→ GIVEN INSTRUCTION:
Please update the lines of the records starting with the line with "Objective — one dot per instance of the beige" and going on through the line with "[[258, 290]]", replacing "watch face" with "wristwatch dial" and leaving all else unchanged. Return only those lines.

══ RAW RECORDS ══

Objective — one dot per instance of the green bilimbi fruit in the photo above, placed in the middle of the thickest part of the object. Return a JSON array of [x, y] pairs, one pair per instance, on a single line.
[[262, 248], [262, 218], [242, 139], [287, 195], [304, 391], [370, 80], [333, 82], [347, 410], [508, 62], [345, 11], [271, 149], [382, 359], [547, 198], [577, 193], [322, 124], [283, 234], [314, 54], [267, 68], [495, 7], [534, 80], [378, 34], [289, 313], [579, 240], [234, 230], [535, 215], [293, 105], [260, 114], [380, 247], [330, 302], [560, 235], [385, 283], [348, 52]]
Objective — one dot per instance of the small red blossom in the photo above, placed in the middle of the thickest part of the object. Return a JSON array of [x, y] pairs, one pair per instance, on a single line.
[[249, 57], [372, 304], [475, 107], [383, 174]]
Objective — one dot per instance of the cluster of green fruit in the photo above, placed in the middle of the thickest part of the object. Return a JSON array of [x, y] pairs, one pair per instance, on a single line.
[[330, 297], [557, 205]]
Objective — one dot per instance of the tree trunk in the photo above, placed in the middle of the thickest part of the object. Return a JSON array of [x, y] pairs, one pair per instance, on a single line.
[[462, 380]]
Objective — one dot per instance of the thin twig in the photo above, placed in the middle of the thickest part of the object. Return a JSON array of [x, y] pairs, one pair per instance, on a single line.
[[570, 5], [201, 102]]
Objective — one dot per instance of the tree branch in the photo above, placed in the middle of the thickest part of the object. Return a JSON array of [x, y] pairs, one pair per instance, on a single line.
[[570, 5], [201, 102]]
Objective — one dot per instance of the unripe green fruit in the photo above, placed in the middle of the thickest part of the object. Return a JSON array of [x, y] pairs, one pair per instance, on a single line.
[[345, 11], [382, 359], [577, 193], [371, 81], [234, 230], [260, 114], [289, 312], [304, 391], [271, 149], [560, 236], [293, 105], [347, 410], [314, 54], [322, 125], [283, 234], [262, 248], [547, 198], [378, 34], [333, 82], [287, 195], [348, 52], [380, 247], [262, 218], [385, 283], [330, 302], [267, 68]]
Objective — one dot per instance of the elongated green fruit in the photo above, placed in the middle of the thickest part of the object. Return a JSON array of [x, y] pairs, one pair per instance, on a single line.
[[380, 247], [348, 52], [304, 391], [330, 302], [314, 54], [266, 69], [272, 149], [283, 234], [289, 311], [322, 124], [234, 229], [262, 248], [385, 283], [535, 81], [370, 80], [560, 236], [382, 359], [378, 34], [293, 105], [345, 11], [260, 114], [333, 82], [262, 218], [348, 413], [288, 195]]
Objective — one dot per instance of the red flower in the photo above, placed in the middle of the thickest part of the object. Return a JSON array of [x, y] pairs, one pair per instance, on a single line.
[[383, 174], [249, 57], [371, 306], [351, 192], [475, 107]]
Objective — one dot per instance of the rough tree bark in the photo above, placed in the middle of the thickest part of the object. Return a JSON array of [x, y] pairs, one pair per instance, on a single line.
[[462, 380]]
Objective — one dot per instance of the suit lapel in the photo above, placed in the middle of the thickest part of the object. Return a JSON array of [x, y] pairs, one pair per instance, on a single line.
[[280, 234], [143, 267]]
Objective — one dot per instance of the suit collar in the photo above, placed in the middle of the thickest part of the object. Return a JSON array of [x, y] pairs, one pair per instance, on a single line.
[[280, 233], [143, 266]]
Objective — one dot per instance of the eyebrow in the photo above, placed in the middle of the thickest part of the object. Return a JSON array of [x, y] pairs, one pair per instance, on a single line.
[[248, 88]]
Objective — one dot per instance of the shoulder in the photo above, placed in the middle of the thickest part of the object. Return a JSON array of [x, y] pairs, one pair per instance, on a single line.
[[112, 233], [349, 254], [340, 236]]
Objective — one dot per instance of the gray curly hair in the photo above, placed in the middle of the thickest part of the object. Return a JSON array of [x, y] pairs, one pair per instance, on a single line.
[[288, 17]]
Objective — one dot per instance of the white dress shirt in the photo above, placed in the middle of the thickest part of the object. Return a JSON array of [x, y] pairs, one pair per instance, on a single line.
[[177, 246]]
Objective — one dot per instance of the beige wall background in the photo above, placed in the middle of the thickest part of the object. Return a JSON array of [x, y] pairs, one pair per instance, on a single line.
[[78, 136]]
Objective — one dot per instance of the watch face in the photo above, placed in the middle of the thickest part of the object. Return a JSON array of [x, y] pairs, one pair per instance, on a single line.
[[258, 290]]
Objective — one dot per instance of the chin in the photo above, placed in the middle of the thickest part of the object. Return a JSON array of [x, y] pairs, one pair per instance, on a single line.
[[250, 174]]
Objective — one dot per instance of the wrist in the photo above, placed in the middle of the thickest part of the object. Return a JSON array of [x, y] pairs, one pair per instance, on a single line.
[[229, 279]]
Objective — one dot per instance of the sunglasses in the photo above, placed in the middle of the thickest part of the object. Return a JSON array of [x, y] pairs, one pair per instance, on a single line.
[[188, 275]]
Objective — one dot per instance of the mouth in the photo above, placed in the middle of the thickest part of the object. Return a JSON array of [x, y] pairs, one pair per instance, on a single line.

═══

→ TASK RESULT:
Objective — one dot per instance of the beige wall background in the photo above, placed in the middle of the thickest part of the object. Return a JSON array of [x, y] pairs, one pair per instance, on a single line.
[[78, 136]]
Objective — one dot per instance of the wristwatch dial in the photo above, placed in the middle of the thickest part of the object. Return a JSON array of [x, y] pairs, one pair per instance, on a single line.
[[258, 290]]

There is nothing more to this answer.